▸ **YOUR GOAL**: Find the line that contains "tree bark in the photo above."; then retype it and each line after it, exactly, through the final line of the data below.

___ RECORDS SUPPLIED ___

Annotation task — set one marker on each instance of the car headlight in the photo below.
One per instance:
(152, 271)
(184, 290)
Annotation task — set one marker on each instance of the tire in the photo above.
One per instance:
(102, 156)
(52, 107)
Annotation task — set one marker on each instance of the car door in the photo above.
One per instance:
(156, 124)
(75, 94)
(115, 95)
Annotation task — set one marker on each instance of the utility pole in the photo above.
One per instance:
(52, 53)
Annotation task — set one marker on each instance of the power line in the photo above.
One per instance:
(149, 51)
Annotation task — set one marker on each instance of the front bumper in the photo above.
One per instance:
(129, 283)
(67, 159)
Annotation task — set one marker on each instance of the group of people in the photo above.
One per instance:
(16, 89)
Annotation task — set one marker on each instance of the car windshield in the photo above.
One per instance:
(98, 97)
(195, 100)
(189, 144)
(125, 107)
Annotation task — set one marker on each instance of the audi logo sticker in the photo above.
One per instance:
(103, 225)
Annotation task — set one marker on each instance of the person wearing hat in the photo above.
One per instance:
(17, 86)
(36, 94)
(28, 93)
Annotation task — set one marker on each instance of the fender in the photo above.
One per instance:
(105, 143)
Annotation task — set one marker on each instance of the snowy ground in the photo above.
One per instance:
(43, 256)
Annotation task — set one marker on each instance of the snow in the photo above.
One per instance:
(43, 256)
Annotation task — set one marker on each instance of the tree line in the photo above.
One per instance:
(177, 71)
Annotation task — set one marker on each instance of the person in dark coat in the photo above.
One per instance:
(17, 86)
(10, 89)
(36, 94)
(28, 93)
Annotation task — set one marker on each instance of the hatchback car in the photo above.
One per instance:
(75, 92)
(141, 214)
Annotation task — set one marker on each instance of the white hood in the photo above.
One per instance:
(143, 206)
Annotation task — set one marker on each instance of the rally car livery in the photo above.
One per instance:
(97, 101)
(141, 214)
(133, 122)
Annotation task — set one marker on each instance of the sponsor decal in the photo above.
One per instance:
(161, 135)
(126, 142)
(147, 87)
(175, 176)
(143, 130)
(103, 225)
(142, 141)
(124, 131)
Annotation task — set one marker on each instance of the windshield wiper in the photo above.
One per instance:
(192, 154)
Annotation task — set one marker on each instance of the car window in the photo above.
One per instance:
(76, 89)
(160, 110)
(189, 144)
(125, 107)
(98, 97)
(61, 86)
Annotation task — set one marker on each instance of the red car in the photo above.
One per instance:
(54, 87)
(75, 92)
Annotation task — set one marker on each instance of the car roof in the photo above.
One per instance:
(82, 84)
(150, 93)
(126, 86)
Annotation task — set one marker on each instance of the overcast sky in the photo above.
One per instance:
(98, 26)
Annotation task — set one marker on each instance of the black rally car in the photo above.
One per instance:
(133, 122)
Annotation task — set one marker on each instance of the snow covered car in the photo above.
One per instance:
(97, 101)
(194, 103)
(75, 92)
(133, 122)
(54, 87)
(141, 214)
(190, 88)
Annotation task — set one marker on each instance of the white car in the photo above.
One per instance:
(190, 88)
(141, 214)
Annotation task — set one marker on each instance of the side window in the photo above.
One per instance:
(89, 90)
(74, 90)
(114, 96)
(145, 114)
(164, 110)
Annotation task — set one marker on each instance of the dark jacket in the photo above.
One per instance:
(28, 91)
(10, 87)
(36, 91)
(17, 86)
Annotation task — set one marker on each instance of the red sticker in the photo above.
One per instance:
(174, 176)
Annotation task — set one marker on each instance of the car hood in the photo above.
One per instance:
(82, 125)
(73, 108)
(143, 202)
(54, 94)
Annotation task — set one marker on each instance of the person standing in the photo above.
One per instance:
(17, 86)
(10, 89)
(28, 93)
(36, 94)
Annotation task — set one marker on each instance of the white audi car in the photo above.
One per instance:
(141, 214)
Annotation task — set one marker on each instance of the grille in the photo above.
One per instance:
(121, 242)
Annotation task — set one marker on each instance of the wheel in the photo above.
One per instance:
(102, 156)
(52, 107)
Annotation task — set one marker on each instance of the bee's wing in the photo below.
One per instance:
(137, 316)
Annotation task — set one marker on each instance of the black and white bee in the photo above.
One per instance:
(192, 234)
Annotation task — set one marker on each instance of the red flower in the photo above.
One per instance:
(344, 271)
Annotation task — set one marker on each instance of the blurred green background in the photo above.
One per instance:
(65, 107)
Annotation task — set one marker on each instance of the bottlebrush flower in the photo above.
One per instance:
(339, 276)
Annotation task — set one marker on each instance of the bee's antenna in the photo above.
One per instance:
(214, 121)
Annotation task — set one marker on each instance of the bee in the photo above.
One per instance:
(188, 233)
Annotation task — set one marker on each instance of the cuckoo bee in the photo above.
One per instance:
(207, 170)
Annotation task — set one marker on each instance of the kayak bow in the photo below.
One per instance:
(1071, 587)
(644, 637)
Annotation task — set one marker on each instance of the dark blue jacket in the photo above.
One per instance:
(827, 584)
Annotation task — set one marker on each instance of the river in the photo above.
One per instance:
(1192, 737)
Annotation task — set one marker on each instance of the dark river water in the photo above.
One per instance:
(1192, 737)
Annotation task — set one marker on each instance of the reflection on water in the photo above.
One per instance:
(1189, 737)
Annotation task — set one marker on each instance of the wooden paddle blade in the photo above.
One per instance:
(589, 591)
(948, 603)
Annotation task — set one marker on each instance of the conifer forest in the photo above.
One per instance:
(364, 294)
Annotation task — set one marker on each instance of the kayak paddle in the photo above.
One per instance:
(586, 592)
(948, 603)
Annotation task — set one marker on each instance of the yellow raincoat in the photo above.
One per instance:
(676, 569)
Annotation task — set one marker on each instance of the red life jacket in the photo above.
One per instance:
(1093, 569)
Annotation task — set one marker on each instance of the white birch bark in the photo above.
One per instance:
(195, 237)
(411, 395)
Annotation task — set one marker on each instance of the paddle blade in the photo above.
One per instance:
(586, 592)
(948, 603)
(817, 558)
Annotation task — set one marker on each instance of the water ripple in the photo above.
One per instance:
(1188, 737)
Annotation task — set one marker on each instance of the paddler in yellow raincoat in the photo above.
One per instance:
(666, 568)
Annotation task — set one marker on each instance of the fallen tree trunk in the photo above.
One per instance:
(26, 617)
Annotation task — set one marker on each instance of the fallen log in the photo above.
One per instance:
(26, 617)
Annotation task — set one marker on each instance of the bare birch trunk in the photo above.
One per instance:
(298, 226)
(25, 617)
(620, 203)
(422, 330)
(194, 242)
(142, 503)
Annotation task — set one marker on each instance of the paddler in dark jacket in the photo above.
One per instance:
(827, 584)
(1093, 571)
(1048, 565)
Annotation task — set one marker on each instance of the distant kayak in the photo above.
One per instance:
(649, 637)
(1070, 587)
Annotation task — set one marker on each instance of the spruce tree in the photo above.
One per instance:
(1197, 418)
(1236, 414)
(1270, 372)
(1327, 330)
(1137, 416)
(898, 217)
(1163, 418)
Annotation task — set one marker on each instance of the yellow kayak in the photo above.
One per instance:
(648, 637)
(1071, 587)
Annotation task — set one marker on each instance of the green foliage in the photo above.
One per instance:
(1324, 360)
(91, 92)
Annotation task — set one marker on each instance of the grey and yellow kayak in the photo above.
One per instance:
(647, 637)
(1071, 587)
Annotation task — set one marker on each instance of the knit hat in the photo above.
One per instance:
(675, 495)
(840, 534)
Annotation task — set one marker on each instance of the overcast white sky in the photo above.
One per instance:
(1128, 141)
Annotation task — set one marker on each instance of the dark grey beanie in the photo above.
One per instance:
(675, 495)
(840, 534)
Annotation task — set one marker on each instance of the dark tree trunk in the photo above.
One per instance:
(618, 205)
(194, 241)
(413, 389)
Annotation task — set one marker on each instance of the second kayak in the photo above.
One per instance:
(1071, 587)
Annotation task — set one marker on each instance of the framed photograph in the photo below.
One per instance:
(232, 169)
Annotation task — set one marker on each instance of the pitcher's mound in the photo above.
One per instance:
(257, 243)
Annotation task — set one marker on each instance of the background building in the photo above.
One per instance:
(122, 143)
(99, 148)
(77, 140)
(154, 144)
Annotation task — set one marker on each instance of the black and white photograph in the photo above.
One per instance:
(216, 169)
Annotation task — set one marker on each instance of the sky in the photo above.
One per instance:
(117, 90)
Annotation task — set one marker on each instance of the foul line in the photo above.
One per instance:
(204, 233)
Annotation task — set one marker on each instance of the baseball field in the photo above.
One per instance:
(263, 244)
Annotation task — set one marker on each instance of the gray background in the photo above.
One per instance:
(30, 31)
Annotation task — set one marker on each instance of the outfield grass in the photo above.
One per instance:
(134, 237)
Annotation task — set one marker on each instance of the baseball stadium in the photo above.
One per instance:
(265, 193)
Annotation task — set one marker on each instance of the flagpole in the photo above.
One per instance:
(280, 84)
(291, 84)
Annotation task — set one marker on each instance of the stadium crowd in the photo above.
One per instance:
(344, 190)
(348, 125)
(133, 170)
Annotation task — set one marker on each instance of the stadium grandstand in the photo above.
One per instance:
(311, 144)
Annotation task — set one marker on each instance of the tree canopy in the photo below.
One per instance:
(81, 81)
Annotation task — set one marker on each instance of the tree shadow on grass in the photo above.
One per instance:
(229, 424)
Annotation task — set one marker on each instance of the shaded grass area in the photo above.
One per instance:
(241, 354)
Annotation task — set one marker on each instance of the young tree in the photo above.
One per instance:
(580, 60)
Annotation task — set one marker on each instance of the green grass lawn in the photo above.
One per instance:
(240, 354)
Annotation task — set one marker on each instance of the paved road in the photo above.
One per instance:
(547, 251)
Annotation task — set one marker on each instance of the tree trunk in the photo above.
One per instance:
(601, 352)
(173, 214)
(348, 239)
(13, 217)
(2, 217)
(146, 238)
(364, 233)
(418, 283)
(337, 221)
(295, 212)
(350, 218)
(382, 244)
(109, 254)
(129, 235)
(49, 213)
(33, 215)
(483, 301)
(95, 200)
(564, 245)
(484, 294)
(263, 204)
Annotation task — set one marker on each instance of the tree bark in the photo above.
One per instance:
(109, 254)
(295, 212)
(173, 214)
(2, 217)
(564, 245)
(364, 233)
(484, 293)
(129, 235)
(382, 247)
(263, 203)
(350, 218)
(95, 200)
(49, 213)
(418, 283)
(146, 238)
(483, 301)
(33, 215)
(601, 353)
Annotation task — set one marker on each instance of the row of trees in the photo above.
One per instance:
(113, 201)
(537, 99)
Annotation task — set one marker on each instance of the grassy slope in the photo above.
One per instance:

___

▸ **THE ANSWER**:
Annotation task — set one marker on each instance of the tree bark in the photo above.
One per instance:
(109, 254)
(295, 212)
(173, 214)
(2, 217)
(564, 245)
(364, 233)
(484, 293)
(129, 235)
(382, 247)
(263, 203)
(350, 218)
(95, 200)
(49, 213)
(418, 283)
(146, 238)
(483, 301)
(33, 215)
(601, 353)
Annotation task — set one marker on each instance of the row of trees in the photo above.
One per instance:
(113, 201)
(537, 99)
Annotation task — set one marker on each instance of the grassy slope in the photo above.
One per instance:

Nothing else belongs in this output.